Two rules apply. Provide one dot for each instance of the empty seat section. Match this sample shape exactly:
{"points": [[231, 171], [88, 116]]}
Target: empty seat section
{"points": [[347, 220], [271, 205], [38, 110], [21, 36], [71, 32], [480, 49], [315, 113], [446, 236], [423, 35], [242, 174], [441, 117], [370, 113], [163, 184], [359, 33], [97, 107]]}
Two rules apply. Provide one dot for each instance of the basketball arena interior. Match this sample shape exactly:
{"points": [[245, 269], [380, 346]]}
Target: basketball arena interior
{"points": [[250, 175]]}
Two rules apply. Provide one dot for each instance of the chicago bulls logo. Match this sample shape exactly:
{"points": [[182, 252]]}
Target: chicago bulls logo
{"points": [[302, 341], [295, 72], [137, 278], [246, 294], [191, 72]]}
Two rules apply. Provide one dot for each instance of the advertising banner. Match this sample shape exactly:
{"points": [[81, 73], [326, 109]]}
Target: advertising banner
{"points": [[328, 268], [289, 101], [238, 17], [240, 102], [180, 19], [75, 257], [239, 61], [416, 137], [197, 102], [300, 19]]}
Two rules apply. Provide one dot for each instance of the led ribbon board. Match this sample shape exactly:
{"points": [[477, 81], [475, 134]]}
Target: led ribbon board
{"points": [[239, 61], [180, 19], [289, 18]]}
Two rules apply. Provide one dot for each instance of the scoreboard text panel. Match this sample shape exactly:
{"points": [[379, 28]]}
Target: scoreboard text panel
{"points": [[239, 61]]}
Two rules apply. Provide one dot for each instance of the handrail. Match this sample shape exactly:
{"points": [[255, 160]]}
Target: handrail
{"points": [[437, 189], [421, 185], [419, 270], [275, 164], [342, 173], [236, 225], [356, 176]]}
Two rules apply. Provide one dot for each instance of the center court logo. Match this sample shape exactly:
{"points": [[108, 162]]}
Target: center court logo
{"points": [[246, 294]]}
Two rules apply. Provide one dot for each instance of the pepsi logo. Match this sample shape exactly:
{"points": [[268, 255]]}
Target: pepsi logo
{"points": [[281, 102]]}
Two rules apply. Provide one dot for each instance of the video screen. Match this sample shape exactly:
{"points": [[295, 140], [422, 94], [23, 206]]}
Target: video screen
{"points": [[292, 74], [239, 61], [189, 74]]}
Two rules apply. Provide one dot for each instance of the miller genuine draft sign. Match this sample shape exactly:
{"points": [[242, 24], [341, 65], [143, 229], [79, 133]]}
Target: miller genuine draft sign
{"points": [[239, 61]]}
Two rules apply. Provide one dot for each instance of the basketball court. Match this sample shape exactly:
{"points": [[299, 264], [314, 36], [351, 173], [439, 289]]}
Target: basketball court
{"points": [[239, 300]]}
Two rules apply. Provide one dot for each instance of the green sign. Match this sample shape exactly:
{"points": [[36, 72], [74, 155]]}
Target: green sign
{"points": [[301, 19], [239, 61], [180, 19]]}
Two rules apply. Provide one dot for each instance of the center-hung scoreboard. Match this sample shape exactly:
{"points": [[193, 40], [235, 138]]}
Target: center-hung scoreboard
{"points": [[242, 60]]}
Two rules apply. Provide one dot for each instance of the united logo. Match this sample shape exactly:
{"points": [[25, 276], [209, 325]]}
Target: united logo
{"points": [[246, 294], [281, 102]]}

○ ○ ○

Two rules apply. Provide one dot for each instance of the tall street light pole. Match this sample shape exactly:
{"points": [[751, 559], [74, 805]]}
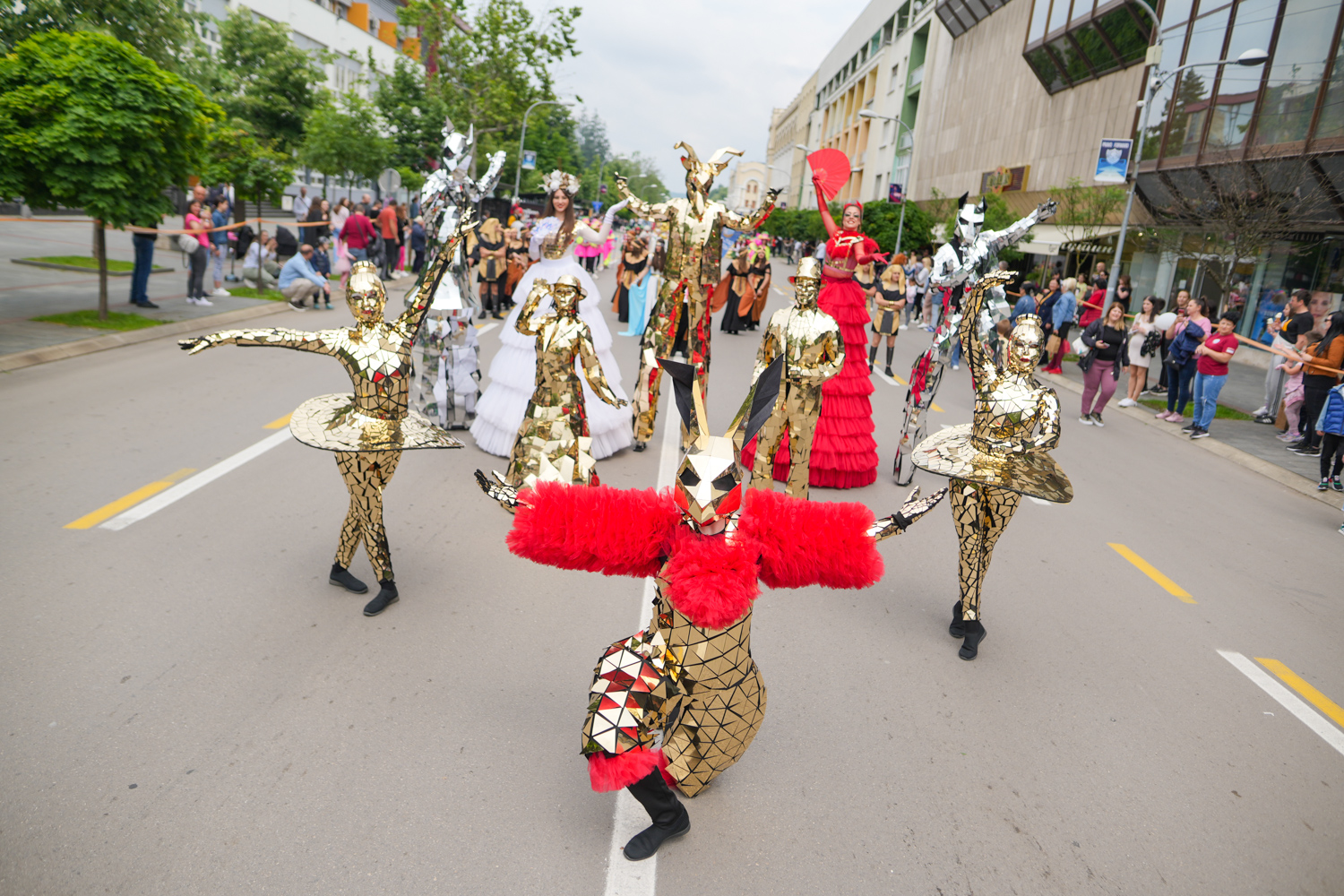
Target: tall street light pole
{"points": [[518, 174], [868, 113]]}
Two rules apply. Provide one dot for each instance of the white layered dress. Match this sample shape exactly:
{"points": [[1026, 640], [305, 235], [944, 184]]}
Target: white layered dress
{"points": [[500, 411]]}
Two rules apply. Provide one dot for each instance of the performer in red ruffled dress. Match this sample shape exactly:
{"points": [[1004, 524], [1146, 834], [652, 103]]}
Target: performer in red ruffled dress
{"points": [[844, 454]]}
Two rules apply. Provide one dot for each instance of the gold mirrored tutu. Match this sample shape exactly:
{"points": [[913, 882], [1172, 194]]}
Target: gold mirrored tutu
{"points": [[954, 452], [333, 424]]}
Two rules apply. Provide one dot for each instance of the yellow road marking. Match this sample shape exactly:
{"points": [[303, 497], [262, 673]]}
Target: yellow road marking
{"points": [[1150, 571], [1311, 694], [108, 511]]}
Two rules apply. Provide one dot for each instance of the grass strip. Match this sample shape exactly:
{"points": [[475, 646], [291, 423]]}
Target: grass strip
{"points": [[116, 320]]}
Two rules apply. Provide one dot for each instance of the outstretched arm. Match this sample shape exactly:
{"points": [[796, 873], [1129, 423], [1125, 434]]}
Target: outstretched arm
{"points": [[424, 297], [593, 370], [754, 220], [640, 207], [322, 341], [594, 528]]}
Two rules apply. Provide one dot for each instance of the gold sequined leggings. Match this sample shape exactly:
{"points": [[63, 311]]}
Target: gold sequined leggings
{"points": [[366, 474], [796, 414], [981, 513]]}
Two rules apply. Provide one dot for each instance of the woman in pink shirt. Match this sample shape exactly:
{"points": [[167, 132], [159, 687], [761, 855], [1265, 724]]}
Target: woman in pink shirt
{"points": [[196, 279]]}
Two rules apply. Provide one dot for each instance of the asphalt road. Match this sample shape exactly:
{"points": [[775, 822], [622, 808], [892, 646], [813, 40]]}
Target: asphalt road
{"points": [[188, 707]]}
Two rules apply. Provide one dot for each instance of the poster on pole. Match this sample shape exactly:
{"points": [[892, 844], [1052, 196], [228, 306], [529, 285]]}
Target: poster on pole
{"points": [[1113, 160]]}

○ ○ ○

• **REQUIRED TASK**
Present the lines between the one containing "of the empty" and the one containing "Target: empty seat section", inclusive, as a numbered list, omitting any blank lines.

• **OUTPUT FOR THIS EXERCISE**
1. Two rules apply. Provide one dot for each instance of the empty seat section. Match this sample shape exactly:
2. {"points": [[231, 171], [88, 116]]}
3. Target: empty seat section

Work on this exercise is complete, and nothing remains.